[Data records]
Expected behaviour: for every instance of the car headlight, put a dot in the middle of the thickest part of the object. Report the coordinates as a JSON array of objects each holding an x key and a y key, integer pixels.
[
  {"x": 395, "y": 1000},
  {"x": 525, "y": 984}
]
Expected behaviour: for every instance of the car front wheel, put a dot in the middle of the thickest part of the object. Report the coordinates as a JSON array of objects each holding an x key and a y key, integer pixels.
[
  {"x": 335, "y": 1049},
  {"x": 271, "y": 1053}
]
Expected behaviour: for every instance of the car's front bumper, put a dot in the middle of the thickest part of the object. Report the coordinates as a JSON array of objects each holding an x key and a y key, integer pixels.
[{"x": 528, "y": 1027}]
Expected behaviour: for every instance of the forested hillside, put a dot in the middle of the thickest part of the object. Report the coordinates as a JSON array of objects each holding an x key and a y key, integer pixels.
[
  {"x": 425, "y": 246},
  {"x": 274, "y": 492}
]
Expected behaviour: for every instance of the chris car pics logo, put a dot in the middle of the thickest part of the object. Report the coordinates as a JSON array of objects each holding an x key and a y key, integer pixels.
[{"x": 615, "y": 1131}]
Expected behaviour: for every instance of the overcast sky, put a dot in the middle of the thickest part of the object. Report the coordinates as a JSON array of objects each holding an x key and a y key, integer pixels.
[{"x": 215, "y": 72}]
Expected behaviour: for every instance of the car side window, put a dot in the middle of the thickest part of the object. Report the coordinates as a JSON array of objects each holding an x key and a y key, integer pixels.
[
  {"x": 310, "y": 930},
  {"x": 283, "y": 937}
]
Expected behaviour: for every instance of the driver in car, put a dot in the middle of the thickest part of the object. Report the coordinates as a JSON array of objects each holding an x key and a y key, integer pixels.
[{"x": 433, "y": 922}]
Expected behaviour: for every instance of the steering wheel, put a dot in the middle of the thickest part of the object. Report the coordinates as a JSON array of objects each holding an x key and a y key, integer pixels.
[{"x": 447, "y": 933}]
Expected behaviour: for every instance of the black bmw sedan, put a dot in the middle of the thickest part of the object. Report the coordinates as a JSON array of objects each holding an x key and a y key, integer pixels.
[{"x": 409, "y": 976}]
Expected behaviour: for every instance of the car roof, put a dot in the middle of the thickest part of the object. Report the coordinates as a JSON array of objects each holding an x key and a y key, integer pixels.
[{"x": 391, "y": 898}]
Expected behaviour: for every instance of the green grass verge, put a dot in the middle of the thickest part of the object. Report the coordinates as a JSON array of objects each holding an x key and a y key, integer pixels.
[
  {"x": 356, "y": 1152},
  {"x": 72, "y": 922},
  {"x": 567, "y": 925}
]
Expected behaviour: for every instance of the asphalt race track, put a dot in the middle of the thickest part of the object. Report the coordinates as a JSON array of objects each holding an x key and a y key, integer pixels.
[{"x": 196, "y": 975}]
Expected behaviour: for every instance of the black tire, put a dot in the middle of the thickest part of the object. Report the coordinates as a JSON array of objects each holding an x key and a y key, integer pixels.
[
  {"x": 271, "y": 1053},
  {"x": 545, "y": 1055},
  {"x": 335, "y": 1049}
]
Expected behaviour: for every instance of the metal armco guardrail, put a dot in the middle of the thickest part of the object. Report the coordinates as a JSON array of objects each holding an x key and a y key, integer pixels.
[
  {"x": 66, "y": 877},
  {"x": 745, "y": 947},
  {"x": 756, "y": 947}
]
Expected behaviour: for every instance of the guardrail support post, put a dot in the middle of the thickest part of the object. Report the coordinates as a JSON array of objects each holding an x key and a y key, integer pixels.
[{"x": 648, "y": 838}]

#### What needs to be done
Recast the records from the line containing "Expected behaviour: for every instance of the guardrail" through the end of the records as a two-column CSV with the columns instruction and points. Give one row per record, with its text and its answer each in a single quoted field and line breaks replaced by spaces.

#### The reply
instruction,points
"Expected behaviour: for every instance of the guardrail support post, put a dot in the middle of the thickest part of the object. Report the coordinates as a JSON array of objects each holding an x key and a y key, integer pixels.","[{""x"": 648, ""y"": 838}]"